# Work instructions:
Below are some records. Repeat exactly the lines from the one containing "If you could mark the weathered" through the final line.

# Listed entries:

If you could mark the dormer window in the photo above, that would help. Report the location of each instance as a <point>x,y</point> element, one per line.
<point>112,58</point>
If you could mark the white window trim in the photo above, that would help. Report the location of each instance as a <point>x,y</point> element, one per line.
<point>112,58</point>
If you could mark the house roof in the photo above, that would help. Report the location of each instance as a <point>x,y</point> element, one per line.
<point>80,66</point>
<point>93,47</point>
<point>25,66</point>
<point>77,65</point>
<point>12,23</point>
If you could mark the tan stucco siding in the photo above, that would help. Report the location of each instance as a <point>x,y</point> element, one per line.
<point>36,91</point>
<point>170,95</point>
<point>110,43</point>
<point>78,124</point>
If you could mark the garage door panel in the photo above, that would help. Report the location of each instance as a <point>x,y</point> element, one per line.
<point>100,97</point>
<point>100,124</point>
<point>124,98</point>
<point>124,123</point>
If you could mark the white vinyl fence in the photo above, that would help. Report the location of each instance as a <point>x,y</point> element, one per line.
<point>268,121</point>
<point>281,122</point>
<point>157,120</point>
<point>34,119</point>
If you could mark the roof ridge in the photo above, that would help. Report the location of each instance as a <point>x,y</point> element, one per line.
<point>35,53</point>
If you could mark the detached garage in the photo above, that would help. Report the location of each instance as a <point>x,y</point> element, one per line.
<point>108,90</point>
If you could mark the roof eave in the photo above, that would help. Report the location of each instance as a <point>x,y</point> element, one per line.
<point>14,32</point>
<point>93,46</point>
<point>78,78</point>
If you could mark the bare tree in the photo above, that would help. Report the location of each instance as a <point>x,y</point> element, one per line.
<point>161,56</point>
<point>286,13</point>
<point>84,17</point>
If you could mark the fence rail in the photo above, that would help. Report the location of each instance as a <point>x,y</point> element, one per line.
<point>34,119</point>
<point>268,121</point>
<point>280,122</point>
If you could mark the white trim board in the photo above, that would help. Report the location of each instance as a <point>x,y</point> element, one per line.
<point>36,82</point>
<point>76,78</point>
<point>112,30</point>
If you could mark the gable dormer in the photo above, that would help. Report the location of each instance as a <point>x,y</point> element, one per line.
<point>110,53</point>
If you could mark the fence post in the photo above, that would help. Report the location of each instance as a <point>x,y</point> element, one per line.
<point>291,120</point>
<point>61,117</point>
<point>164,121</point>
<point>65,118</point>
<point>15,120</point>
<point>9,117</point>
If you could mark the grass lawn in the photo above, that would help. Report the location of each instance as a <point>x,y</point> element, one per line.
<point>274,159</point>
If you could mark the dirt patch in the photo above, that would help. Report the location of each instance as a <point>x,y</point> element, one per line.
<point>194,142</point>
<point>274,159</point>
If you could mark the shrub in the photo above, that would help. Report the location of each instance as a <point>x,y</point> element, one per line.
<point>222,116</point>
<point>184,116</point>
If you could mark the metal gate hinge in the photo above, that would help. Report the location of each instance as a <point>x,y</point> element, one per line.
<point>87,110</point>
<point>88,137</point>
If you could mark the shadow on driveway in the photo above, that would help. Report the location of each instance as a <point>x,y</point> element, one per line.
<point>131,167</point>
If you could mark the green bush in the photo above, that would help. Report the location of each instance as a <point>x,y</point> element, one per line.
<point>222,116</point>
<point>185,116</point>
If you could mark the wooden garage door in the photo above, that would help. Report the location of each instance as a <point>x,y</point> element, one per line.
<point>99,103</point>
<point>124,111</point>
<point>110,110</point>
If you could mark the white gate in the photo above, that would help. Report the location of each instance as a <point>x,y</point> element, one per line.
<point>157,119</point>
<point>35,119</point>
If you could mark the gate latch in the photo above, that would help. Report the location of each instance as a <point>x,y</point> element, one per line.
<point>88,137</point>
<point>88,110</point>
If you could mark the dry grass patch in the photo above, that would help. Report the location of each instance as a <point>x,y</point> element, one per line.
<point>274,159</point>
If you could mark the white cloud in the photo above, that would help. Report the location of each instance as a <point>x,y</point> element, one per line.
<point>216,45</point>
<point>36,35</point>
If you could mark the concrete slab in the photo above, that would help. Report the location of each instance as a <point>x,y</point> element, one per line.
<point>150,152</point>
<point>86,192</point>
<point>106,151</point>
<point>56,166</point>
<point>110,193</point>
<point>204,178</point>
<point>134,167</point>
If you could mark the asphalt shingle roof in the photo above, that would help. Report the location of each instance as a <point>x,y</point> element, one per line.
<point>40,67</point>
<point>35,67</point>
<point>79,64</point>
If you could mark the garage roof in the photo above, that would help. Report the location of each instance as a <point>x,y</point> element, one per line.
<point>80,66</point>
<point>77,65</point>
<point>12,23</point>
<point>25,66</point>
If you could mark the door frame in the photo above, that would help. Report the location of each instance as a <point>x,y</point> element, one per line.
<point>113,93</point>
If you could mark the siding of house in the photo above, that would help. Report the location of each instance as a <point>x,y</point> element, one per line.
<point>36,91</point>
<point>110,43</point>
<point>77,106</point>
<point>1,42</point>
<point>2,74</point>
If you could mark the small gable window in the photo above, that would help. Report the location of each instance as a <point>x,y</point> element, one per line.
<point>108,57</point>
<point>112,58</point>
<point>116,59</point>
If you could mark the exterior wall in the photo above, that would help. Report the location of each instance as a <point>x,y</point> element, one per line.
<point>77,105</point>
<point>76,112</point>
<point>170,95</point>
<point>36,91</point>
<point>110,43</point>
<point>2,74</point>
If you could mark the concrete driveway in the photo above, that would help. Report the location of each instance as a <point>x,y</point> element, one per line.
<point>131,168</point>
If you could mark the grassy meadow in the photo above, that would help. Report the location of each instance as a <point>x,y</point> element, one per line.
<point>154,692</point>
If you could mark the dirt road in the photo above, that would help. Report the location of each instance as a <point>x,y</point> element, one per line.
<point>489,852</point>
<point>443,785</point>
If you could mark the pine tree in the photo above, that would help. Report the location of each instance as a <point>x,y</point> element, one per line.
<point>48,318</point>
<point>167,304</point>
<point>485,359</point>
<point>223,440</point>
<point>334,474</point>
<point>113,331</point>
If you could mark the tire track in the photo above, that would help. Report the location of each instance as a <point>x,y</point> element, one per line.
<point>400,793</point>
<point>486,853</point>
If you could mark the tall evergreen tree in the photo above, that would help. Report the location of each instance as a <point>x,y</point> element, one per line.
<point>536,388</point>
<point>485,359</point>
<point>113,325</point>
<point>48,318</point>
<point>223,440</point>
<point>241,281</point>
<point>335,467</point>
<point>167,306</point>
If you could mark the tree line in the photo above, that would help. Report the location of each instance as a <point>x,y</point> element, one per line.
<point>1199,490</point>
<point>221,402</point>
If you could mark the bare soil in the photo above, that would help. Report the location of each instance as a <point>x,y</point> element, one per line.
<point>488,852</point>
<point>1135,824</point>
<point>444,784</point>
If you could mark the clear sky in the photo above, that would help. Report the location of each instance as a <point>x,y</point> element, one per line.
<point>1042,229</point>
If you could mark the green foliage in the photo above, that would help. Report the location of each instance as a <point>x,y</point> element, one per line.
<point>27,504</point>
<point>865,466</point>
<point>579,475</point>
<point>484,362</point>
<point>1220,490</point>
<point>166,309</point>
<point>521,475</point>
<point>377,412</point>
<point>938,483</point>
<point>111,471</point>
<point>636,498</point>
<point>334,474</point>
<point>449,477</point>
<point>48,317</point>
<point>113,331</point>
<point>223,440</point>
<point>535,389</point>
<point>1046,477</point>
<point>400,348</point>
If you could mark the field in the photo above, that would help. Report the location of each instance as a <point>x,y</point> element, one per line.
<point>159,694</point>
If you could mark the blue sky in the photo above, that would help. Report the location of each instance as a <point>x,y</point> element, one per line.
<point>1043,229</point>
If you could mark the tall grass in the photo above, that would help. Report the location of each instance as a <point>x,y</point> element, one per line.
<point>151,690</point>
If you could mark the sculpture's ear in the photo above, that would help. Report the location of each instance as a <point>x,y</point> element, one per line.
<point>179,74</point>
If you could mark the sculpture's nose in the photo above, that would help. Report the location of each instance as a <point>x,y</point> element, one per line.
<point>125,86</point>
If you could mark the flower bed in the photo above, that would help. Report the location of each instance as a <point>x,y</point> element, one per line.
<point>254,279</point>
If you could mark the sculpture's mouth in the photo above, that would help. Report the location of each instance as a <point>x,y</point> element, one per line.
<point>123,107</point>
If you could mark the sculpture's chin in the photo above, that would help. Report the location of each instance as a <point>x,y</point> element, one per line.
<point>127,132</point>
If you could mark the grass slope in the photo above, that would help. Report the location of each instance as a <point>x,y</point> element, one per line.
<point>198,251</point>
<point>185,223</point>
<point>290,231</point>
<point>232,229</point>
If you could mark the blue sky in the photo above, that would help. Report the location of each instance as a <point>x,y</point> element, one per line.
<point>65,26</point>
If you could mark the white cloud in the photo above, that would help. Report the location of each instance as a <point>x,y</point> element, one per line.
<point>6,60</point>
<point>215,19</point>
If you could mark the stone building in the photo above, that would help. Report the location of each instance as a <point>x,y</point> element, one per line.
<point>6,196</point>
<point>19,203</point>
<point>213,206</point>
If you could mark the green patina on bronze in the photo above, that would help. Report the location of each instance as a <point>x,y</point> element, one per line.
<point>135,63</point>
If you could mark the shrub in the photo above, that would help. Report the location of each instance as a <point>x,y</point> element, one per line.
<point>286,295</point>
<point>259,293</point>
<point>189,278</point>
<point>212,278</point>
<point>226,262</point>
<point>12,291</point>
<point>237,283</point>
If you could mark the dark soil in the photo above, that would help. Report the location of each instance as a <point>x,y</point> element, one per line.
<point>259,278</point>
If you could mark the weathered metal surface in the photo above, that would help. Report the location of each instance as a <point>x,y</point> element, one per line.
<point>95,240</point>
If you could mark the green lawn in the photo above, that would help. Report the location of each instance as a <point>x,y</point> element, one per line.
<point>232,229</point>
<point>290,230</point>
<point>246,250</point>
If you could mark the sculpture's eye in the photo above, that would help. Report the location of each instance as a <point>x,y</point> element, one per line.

# Answer:
If you could mark the weathered metal surface in the photo above, that would help. Report the location of each instance as a <point>x,y</point> element, one per line.
<point>95,240</point>
If you could mark the green lawn in the photo above, that would help. Report the location of each instance as a <point>x,y</point> element, one per line.
<point>232,229</point>
<point>290,230</point>
<point>246,250</point>
If you could mark the sculpture's eye in the photo above, that would help. Report the location of each instance as a <point>x,y</point> element, one per line.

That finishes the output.